§ **题目**
请重新给出下面这些行，把其中的"sample"换成"template"，其余内容一律不变。答案中不要包含图片。

§ **已存条目**
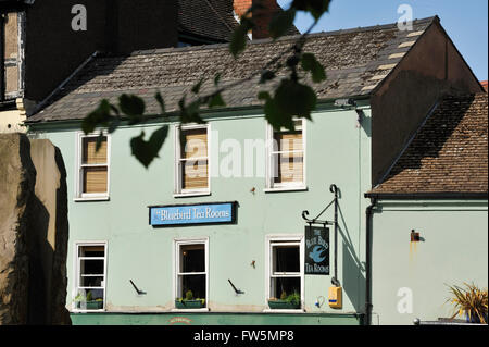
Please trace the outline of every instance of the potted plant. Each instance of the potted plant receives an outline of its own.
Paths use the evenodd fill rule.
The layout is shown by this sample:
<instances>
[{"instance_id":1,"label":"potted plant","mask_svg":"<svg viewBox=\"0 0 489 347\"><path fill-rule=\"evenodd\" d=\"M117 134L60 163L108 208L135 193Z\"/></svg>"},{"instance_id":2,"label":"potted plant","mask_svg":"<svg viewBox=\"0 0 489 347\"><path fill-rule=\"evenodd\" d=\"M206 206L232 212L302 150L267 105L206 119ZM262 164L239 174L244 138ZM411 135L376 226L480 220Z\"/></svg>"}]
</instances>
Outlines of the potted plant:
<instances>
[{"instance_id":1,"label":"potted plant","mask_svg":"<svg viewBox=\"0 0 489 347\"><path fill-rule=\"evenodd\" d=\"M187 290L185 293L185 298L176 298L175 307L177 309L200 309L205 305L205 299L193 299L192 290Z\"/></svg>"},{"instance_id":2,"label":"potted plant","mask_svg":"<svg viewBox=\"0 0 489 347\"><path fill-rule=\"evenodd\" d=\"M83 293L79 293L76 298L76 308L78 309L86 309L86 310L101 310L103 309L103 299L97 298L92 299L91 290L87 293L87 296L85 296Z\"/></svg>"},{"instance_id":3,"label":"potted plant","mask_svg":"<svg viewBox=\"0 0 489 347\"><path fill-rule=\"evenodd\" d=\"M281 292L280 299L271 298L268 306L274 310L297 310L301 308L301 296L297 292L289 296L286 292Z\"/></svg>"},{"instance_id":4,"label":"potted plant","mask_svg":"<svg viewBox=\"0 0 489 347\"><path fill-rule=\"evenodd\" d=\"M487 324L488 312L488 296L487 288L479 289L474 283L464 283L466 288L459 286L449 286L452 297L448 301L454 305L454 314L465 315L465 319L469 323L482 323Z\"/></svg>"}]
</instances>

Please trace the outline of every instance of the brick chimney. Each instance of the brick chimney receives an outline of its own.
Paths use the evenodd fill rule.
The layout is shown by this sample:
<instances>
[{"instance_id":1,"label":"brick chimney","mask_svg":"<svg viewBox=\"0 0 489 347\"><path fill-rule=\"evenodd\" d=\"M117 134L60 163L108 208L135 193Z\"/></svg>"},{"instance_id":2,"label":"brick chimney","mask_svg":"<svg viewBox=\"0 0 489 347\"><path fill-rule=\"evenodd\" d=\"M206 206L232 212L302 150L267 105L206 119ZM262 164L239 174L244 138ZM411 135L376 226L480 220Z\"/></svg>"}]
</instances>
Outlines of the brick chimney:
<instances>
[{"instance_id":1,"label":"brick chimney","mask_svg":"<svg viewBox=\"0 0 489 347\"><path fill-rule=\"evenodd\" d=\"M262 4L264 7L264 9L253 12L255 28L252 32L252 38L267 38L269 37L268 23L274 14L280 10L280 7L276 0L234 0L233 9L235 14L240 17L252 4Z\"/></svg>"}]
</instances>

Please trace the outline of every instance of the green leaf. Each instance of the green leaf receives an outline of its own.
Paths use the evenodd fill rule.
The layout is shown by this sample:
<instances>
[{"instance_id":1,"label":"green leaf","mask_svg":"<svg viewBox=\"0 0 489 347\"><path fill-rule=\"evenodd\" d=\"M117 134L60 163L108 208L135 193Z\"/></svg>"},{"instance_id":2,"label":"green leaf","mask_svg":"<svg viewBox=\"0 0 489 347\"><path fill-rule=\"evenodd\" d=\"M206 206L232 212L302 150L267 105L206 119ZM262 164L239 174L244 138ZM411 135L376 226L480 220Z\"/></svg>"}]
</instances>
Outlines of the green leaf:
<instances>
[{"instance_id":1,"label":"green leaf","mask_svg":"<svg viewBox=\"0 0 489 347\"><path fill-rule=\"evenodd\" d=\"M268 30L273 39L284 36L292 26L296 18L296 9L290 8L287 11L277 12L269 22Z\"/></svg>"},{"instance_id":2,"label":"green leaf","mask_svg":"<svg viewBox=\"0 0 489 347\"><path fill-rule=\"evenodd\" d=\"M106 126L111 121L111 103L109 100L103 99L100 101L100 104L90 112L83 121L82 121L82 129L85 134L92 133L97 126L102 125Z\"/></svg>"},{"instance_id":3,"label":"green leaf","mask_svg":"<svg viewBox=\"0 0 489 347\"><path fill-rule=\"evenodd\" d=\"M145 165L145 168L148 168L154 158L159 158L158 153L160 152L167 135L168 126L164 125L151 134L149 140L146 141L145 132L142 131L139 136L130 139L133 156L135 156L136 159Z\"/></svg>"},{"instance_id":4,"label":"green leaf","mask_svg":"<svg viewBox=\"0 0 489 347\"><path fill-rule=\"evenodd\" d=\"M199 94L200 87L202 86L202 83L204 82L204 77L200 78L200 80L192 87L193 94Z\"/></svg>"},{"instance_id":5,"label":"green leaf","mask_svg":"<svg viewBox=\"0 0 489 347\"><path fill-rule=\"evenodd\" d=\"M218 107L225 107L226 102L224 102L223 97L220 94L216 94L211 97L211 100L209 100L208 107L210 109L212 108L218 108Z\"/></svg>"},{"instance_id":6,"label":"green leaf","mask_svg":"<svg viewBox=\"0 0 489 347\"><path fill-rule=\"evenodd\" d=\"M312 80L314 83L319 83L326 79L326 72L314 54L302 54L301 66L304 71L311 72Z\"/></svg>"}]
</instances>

§ **任务答案**
Please trace the outline of every instance of the potted plant. Each instance of the potted plant receives an outline of its own.
Paths use the evenodd fill rule.
The layout is shown by this template:
<instances>
[{"instance_id":1,"label":"potted plant","mask_svg":"<svg viewBox=\"0 0 489 347\"><path fill-rule=\"evenodd\" d=\"M117 134L60 163L108 208L135 193Z\"/></svg>"},{"instance_id":2,"label":"potted plant","mask_svg":"<svg viewBox=\"0 0 489 347\"><path fill-rule=\"evenodd\" d=\"M206 206L232 212L302 150L267 105L206 119ZM262 164L239 174L244 138ZM411 135L376 226L480 220Z\"/></svg>"}]
</instances>
Outlines of the potted plant:
<instances>
[{"instance_id":1,"label":"potted plant","mask_svg":"<svg viewBox=\"0 0 489 347\"><path fill-rule=\"evenodd\" d=\"M187 290L185 293L185 298L176 298L175 307L177 309L200 309L205 305L205 299L193 299L192 290Z\"/></svg>"},{"instance_id":2,"label":"potted plant","mask_svg":"<svg viewBox=\"0 0 489 347\"><path fill-rule=\"evenodd\" d=\"M83 293L79 293L76 298L76 308L78 309L86 309L86 310L101 310L103 309L103 299L97 298L92 299L91 290L87 293L87 296L85 296Z\"/></svg>"},{"instance_id":3,"label":"potted plant","mask_svg":"<svg viewBox=\"0 0 489 347\"><path fill-rule=\"evenodd\" d=\"M281 292L280 299L271 298L268 306L274 310L297 310L301 308L301 296L297 292L289 296L286 292Z\"/></svg>"},{"instance_id":4,"label":"potted plant","mask_svg":"<svg viewBox=\"0 0 489 347\"><path fill-rule=\"evenodd\" d=\"M487 324L488 312L488 296L487 288L479 289L474 283L464 283L466 288L459 286L449 286L452 297L448 301L454 305L454 314L465 315L465 319L469 323L482 323Z\"/></svg>"}]
</instances>

Please trace the outline of every instance of the brick chimney. Each instance of the brick chimney receives an outline of its own.
Paths use the evenodd fill rule.
The layout is shown by this template:
<instances>
[{"instance_id":1,"label":"brick chimney","mask_svg":"<svg viewBox=\"0 0 489 347\"><path fill-rule=\"evenodd\" d=\"M117 134L60 163L108 208L135 193Z\"/></svg>"},{"instance_id":2,"label":"brick chimney","mask_svg":"<svg viewBox=\"0 0 489 347\"><path fill-rule=\"evenodd\" d=\"M206 206L232 212L302 150L267 105L206 119ZM262 164L239 174L244 138ZM411 135L376 226L480 220Z\"/></svg>"}]
</instances>
Outlines of the brick chimney:
<instances>
[{"instance_id":1,"label":"brick chimney","mask_svg":"<svg viewBox=\"0 0 489 347\"><path fill-rule=\"evenodd\" d=\"M262 4L264 7L264 9L253 12L255 28L252 32L252 38L267 38L269 37L268 23L274 14L280 10L280 7L276 0L234 0L233 9L235 14L240 17L252 4Z\"/></svg>"}]
</instances>

Please trace the outline of every instance of the green leaf. Each instance of the green leaf receives an outline of its own.
Paths use the evenodd fill rule.
The layout is shown by this template:
<instances>
[{"instance_id":1,"label":"green leaf","mask_svg":"<svg viewBox=\"0 0 489 347\"><path fill-rule=\"evenodd\" d=\"M117 134L60 163L108 208L135 193Z\"/></svg>"},{"instance_id":2,"label":"green leaf","mask_svg":"<svg viewBox=\"0 0 489 347\"><path fill-rule=\"evenodd\" d=\"M206 206L232 212L302 150L267 105L206 119ZM262 164L239 174L244 138ZM411 135L376 226L480 220Z\"/></svg>"}]
</instances>
Outlines of the green leaf:
<instances>
[{"instance_id":1,"label":"green leaf","mask_svg":"<svg viewBox=\"0 0 489 347\"><path fill-rule=\"evenodd\" d=\"M268 30L273 39L284 36L292 26L296 18L296 9L290 8L287 11L277 12L269 22Z\"/></svg>"},{"instance_id":2,"label":"green leaf","mask_svg":"<svg viewBox=\"0 0 489 347\"><path fill-rule=\"evenodd\" d=\"M106 126L111 121L111 103L109 100L103 99L100 101L100 104L90 112L83 121L82 121L82 129L85 134L92 133L97 126L102 125Z\"/></svg>"},{"instance_id":3,"label":"green leaf","mask_svg":"<svg viewBox=\"0 0 489 347\"><path fill-rule=\"evenodd\" d=\"M145 165L145 168L148 168L154 158L159 158L158 153L160 152L167 135L168 126L164 125L151 134L149 140L146 141L145 132L142 131L139 136L130 139L133 156L135 156L136 159Z\"/></svg>"},{"instance_id":4,"label":"green leaf","mask_svg":"<svg viewBox=\"0 0 489 347\"><path fill-rule=\"evenodd\" d=\"M199 94L200 87L202 86L202 83L204 82L204 77L200 78L200 80L192 87L193 94Z\"/></svg>"},{"instance_id":5,"label":"green leaf","mask_svg":"<svg viewBox=\"0 0 489 347\"><path fill-rule=\"evenodd\" d=\"M218 107L225 107L226 102L224 102L223 97L220 94L216 94L211 97L211 100L209 100L208 107L210 109L212 108L218 108Z\"/></svg>"},{"instance_id":6,"label":"green leaf","mask_svg":"<svg viewBox=\"0 0 489 347\"><path fill-rule=\"evenodd\" d=\"M312 80L314 83L319 83L326 79L326 72L314 54L302 54L301 66L304 71L311 72Z\"/></svg>"}]
</instances>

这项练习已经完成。